> [TASK PROMPT]: Count the lines in the items below that contain the string "metal", treating uppercase and lowercase as different. Reply with the number alone.

> [DATA ROWS]:
◇ ◇ ◇

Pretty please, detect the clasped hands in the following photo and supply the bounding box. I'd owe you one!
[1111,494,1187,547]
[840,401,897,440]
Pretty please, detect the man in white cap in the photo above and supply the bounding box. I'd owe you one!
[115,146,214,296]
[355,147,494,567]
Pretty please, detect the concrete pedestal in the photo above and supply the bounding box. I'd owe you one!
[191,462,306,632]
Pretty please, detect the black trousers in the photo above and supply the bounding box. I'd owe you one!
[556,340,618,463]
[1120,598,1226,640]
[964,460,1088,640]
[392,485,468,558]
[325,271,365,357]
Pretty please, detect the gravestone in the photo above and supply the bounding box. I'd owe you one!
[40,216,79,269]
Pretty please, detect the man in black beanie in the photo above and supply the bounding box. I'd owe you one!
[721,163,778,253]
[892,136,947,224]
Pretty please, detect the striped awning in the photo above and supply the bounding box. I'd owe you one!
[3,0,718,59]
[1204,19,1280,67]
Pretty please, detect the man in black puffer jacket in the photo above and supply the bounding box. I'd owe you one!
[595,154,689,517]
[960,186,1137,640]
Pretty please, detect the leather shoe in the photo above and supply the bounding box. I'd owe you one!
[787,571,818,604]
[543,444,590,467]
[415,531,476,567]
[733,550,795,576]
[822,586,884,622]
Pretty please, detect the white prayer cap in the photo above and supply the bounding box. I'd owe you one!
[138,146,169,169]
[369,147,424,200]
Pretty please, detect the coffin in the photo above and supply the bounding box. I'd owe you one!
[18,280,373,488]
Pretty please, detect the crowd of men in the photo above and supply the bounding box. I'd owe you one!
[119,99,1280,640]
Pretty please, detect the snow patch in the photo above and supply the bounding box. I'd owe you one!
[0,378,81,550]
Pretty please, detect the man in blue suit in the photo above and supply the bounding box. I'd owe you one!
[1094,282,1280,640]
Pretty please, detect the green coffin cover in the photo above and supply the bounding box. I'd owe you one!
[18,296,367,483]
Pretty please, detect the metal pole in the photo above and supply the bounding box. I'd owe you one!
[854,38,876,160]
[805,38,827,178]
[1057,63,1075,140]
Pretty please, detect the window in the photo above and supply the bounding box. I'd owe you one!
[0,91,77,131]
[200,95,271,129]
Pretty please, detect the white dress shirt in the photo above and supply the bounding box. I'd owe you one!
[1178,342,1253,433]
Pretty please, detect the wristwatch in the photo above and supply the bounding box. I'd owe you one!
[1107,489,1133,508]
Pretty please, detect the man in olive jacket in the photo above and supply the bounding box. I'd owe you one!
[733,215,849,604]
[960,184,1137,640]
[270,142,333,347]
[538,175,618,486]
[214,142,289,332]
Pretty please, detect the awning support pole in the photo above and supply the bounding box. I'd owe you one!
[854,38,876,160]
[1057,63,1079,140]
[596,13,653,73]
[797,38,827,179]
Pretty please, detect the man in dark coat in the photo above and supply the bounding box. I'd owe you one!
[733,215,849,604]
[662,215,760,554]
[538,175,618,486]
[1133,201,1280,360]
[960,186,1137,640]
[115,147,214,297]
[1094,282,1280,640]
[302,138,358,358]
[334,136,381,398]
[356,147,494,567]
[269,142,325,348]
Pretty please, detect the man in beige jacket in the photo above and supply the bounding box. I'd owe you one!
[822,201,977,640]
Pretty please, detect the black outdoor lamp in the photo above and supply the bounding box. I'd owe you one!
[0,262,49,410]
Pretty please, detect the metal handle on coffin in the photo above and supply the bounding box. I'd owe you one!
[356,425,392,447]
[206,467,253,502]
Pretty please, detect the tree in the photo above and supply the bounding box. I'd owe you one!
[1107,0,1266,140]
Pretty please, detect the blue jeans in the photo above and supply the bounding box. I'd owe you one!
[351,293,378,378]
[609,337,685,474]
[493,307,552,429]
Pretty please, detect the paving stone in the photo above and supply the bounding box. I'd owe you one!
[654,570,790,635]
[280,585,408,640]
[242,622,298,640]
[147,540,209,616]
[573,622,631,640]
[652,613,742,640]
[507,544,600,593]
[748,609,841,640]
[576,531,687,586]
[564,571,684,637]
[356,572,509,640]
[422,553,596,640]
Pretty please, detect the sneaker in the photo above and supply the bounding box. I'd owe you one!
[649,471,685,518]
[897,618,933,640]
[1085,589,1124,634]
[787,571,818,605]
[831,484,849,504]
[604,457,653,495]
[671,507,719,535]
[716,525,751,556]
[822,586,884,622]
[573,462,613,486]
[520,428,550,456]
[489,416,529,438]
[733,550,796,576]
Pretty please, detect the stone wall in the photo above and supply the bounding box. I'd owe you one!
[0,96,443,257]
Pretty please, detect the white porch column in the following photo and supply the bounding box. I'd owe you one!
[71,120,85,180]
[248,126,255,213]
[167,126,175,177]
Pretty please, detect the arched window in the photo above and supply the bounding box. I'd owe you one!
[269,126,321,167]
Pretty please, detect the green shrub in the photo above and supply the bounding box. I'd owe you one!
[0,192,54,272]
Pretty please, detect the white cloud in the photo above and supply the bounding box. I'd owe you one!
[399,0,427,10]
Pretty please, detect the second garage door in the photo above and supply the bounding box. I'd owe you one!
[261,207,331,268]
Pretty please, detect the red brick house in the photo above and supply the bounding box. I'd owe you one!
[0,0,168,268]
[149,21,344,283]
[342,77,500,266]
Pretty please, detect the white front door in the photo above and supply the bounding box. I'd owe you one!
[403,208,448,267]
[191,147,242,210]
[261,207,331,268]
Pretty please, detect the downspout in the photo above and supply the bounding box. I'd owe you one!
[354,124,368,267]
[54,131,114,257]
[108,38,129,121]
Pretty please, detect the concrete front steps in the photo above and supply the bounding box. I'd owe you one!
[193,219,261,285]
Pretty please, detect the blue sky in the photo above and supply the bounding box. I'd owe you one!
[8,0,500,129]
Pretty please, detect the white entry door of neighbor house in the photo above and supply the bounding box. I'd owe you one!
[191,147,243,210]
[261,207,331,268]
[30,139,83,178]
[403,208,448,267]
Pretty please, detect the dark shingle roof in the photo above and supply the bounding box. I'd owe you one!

◇ ◇ ◇

> [ANSWER TO THE PROBLEM]: 2